### What is expected
Count how many lines in the items below contain the word "saguaro", and reply with only that number.

### Material for the task
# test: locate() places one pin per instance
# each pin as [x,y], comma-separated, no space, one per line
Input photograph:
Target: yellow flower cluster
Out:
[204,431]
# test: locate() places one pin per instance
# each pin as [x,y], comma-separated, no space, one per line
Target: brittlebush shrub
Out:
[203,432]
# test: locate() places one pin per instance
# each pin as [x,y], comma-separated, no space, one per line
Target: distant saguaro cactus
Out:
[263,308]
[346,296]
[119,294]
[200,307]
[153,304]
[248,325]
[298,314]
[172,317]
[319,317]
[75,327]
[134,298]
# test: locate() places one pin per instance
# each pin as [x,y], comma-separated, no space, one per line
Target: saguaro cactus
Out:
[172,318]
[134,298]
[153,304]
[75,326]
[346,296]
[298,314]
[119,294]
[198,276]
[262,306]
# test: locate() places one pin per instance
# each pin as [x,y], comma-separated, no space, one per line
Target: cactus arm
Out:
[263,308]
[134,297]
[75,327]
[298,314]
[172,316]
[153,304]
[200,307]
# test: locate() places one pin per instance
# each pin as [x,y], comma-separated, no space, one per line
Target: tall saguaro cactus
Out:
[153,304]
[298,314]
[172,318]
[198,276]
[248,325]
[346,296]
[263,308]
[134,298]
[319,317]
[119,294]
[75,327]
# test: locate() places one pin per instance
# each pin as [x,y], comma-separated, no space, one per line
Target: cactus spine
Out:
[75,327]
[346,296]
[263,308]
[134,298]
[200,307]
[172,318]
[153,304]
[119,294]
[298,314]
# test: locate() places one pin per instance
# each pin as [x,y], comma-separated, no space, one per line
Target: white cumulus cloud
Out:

### Task answer
3